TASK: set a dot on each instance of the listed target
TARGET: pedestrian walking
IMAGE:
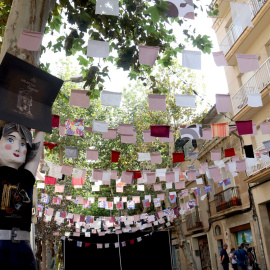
(232, 260)
(224, 258)
(240, 256)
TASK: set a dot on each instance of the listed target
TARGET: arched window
(218, 230)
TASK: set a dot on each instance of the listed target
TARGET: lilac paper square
(223, 103)
(169, 177)
(156, 158)
(157, 102)
(215, 155)
(147, 136)
(148, 55)
(110, 135)
(129, 139)
(167, 140)
(214, 172)
(220, 59)
(191, 175)
(207, 134)
(91, 154)
(265, 129)
(151, 178)
(241, 165)
(247, 62)
(125, 129)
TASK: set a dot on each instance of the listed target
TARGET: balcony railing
(254, 85)
(193, 221)
(260, 165)
(234, 32)
(227, 198)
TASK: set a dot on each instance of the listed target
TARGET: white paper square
(185, 101)
(41, 185)
(108, 98)
(191, 59)
(107, 7)
(144, 157)
(99, 126)
(99, 49)
(140, 187)
(255, 100)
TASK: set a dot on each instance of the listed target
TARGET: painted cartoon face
(12, 150)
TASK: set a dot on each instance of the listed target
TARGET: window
(218, 230)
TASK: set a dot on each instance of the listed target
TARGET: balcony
(227, 198)
(234, 32)
(193, 221)
(255, 84)
(260, 165)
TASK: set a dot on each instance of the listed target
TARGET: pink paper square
(157, 187)
(59, 188)
(207, 134)
(214, 172)
(119, 189)
(191, 174)
(79, 98)
(220, 59)
(62, 130)
(148, 55)
(223, 103)
(161, 196)
(151, 178)
(254, 129)
(204, 167)
(147, 136)
(67, 169)
(125, 129)
(91, 154)
(265, 129)
(247, 62)
(30, 40)
(156, 158)
(157, 102)
(127, 177)
(216, 155)
(169, 177)
(97, 174)
(180, 185)
(136, 199)
(110, 135)
(241, 165)
(114, 175)
(129, 139)
(167, 140)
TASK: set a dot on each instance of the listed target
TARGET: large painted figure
(19, 159)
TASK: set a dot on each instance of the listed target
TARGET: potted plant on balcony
(222, 205)
(234, 201)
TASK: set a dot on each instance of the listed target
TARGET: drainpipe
(255, 218)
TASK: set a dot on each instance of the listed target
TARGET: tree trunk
(177, 224)
(44, 253)
(25, 14)
(184, 245)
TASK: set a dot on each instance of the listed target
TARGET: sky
(213, 76)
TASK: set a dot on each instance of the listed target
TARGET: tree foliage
(139, 22)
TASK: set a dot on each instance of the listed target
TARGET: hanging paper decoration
(79, 98)
(148, 55)
(30, 40)
(191, 132)
(220, 130)
(220, 59)
(180, 8)
(107, 7)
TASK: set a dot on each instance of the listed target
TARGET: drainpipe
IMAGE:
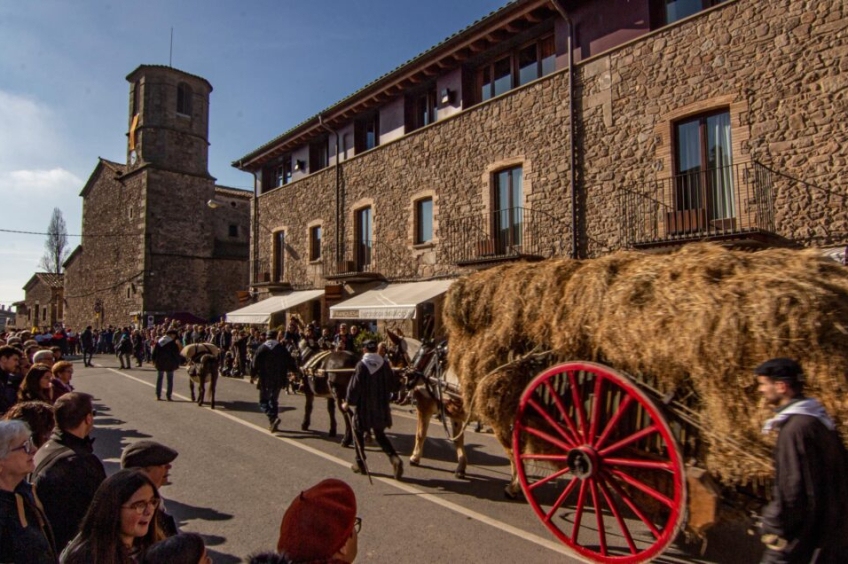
(338, 189)
(571, 118)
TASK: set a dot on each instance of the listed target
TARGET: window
(423, 221)
(674, 10)
(528, 63)
(315, 243)
(421, 109)
(184, 99)
(508, 216)
(279, 255)
(703, 184)
(363, 242)
(367, 133)
(319, 155)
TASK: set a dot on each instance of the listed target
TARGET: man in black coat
(806, 520)
(370, 391)
(166, 358)
(272, 363)
(67, 472)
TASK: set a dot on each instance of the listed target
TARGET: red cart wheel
(599, 464)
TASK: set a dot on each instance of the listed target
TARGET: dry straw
(704, 316)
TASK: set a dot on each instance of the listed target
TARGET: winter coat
(66, 485)
(25, 535)
(810, 498)
(271, 363)
(370, 392)
(166, 354)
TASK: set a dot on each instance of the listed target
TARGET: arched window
(184, 95)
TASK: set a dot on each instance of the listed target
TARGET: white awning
(260, 312)
(390, 301)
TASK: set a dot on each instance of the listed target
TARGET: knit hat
(141, 454)
(318, 522)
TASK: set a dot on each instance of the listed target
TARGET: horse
(436, 390)
(205, 369)
(325, 374)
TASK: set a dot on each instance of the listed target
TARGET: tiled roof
(417, 58)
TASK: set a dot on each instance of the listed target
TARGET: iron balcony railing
(723, 202)
(505, 234)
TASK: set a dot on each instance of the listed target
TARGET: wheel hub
(583, 462)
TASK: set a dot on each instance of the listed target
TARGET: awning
(260, 312)
(390, 301)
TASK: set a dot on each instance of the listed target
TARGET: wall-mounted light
(446, 96)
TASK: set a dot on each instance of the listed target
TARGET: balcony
(732, 203)
(505, 235)
(360, 261)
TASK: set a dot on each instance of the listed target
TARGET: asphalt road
(233, 479)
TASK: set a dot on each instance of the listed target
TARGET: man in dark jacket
(272, 363)
(67, 472)
(370, 391)
(806, 520)
(87, 345)
(166, 358)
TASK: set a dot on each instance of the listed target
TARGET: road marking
(419, 494)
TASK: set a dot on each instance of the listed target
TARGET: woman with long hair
(120, 524)
(36, 385)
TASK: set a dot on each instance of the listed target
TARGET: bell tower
(168, 120)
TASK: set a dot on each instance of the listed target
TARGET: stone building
(151, 246)
(665, 122)
(43, 305)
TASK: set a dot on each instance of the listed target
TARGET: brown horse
(200, 372)
(325, 374)
(436, 391)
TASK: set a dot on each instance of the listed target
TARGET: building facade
(159, 238)
(554, 128)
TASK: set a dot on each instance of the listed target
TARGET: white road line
(420, 494)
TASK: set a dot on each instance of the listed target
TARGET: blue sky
(272, 64)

> _Exercise objective_: Find every line in the items above that contains the word "square" and copy each one out in full. Match case exactly.

> _Response to this task_:
TARGET: lilac paper square
TARGET: white paper square
TARGET: pink paper square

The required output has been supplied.